• 提示文:
はじめに

地震に対応する建物の構造としては、揺れに耐える【耐震】、揺れを伝えない【免振】、揺れを吸収する【制震】など大きく3つに分類されています。それぞれコストや設計上の制限や設計側の考えにより選択が分かれてくるのですが、木造建築は圧倒的に耐震構造が多いと思います。

耐震補強が必要な建物の分類として、新耐震基準1981年(昭和56年)6月1日より以前に建てられた建物を【旧耐震】。以降に建てられた建物を新耐震と分類しています。

耐震補強が必要な建物は主にこの、旧耐震の建物を指します。

旧耐震と新耐震の違い

「旧耐震基準」と「新耐震基準」の大きな違いとしては、まずクリアとなる耐震性のレベルです。

昭和56年の5月末までの耐震基準は、旧耐震基準と呼ばれ、旧耐震基準では、震度5で倒壊しなければ、問題はないというものでした。

しかし宮城沖地震などの大きな地震災害が起き、深刻な被害が多く出たことから、建物の耐震性の基準が見直されました。

新耐震基準が昭和56年の6月より新しく制定されてからは、耐震性の基準も大きく変わり、旧耐震基準では、震度5で建物が倒壊しなければクリアとなっていましたが、新耐震基準ではこのレベルが引き上げられ、震度6をこえる大災害が起こった場合でも倒壊しないレベルでクリアということになりました。

• データ抜粋:
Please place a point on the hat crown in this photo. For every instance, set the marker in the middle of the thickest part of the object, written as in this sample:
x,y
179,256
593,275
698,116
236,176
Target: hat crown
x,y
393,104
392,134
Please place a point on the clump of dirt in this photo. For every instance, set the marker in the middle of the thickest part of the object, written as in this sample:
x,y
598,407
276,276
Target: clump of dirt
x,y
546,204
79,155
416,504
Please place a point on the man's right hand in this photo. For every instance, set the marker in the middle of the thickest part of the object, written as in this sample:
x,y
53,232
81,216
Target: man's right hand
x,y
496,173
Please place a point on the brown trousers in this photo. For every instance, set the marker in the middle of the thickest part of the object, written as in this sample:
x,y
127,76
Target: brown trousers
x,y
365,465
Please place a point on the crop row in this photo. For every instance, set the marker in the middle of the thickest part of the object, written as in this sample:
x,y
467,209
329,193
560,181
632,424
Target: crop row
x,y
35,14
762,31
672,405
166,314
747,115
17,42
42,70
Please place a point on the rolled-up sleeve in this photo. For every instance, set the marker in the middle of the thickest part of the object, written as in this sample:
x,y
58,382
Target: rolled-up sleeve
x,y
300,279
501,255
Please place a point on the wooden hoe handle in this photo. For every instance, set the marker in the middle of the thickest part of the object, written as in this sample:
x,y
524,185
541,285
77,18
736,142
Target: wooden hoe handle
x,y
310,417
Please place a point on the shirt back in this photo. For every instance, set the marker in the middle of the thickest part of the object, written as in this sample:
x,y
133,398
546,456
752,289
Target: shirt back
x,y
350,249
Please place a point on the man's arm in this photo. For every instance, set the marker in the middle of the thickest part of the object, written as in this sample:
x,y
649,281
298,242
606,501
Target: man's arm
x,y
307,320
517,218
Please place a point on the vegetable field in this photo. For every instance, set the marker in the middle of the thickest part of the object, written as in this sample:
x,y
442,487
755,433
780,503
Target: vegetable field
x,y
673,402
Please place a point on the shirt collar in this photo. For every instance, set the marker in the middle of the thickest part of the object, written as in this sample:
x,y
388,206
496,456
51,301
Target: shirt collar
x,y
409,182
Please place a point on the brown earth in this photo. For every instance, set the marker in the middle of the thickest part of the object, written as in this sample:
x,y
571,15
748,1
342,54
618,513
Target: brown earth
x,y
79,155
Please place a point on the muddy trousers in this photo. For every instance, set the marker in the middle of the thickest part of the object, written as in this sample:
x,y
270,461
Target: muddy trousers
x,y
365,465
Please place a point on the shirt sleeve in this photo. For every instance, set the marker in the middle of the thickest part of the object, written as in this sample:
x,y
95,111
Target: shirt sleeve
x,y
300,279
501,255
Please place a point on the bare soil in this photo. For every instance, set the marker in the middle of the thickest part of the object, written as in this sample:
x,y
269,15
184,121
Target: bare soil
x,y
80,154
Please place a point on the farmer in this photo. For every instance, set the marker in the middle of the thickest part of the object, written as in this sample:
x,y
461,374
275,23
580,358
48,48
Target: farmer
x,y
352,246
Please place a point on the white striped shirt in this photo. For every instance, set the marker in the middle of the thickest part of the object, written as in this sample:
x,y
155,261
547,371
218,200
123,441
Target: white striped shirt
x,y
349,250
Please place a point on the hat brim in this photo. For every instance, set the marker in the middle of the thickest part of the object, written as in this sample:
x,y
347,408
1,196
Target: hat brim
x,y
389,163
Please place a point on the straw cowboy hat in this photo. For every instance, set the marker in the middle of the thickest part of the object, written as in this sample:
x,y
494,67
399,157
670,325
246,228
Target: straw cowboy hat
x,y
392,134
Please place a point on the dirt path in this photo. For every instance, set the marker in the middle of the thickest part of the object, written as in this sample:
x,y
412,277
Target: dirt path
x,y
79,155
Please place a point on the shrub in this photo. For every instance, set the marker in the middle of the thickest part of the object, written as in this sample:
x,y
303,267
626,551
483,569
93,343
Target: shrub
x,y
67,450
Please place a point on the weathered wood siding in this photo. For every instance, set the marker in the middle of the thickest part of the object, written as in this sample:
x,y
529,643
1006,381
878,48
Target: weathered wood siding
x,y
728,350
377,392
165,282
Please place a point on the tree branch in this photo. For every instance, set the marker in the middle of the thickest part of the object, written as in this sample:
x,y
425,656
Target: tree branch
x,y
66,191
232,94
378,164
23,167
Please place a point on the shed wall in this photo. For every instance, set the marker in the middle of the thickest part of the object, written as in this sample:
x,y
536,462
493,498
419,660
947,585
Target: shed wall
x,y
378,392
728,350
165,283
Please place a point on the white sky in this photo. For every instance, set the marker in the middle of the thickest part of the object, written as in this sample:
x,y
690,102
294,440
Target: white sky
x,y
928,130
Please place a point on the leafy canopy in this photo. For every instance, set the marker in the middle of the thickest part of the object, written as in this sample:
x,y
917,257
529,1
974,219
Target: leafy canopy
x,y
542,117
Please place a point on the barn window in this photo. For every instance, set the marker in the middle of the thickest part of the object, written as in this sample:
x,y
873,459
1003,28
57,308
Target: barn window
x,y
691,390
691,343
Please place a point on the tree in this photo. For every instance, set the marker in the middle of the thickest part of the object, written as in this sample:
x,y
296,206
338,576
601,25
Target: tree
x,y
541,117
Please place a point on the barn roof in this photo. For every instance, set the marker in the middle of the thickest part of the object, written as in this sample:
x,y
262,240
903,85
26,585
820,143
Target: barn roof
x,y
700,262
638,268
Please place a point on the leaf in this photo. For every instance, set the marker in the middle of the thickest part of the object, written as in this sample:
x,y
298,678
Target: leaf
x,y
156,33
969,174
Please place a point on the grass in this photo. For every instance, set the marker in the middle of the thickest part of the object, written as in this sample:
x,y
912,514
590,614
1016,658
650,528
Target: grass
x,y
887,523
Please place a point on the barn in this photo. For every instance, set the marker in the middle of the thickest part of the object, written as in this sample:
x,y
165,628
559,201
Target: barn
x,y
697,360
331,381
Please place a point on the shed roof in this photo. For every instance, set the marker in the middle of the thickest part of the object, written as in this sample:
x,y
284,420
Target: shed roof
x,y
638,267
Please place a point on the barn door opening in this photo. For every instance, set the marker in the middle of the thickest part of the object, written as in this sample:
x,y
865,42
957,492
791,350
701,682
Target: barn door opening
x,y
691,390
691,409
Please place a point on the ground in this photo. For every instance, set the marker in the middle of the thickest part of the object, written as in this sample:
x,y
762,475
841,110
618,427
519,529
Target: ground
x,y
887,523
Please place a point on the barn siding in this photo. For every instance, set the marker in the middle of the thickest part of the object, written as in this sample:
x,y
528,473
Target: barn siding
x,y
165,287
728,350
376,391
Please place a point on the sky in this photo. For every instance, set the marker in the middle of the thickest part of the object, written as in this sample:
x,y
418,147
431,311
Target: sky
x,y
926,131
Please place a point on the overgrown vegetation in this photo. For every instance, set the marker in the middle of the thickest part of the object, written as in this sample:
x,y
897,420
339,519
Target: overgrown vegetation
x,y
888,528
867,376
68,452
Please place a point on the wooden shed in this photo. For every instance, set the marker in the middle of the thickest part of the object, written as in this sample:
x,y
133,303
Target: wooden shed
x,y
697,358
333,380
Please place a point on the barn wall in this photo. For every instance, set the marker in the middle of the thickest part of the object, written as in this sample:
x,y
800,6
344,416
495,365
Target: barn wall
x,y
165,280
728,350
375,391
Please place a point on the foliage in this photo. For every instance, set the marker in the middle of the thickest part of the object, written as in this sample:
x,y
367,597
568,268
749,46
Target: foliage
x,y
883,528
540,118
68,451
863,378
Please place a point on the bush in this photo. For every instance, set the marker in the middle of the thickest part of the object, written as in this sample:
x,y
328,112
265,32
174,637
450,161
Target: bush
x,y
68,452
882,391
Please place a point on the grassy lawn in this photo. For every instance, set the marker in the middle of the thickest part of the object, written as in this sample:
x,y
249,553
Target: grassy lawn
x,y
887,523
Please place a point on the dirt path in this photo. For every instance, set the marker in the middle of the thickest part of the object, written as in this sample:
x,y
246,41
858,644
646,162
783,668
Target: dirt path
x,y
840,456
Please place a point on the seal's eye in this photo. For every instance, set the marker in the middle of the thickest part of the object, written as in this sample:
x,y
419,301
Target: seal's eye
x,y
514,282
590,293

• 課題 1: レコードのうち、文字列「leafy」を含む行をすべて探し出し、書き写してください。大文字と小文字は区別します。
• 課題 2: 耐震基準について述べた文章の続きを、最後の文の後から書き進めてください。

• 解答 1:
Please place a point on the leafy canopy in this photo. For every instance, set the marker in the middle of the thickest part of the object, written as in this sample:
Target: leafy canopy

• 解答 2:
新耐震基準で倒壊しないレベルとして定められている震度6の地震というと、阪神淡路大震災が挙げられます。

大きな地震を経験するなかで改定を繰り返し、基準のレベルも厳しくなった新耐震基準ですが、旧耐震基準にはなかった税の軽減というメリットがあり、基準値をクリアした住宅の場合、一部の税金が軽減されることがあります。

また、資産性という観点から、旧耐震では建物評価が出来ない場合でも、新耐震では資産評価や流動性が上がり、資産性が向上します。

見分け方

建物を建てる場合は、必ず確認申請を受ける必要があります。どのような仕様、構造の建物を建築予定なのかを役所に審査してもらいます。具体例で説明しますと、建物の建築確認が昭和56年4月。完成したの(竣工日)が昭和56年7月の場合は旧耐震となります。つまり、判断日は建築確認の日になります。加えて、竣工日というのは建築主事に完了検査を受けて、検査済書を交付された日の事を言います。

建築確認の日にちを調べるには役所で調査が必要です。「建築確認概要書」「建築確認台帳 記載事項証明」を取り寄せ、記載内容を確認しましょう。

注意が必要な例外

役所で調査を尽くしても例外が発生します。そもそも確認申請も完了検査を受けていない場合、確認申請とは違う仕上がりの建物の場合、完了検査は受けているし検査済書もあるが無断増築している場合などは特に注意が必要です。

購入のデメリット

旧耐震の金銭的なデメリットは各銀行の考え方に差はあるものの、主に住宅ローンがつきにくい点です。

住宅ローンは特別に住宅用に用意されている優遇されたローンです。住宅ローンを使う事で、一般のフリーローンより、はるかに安い金利で長くお金が借りることが可能です。さらに減税が受けられるメリットもあります。

旧耐震は資産価値が下がったり、建物に価値が評価できずに、結果として住宅ローンや減税などのメリットが受けられない場合があります。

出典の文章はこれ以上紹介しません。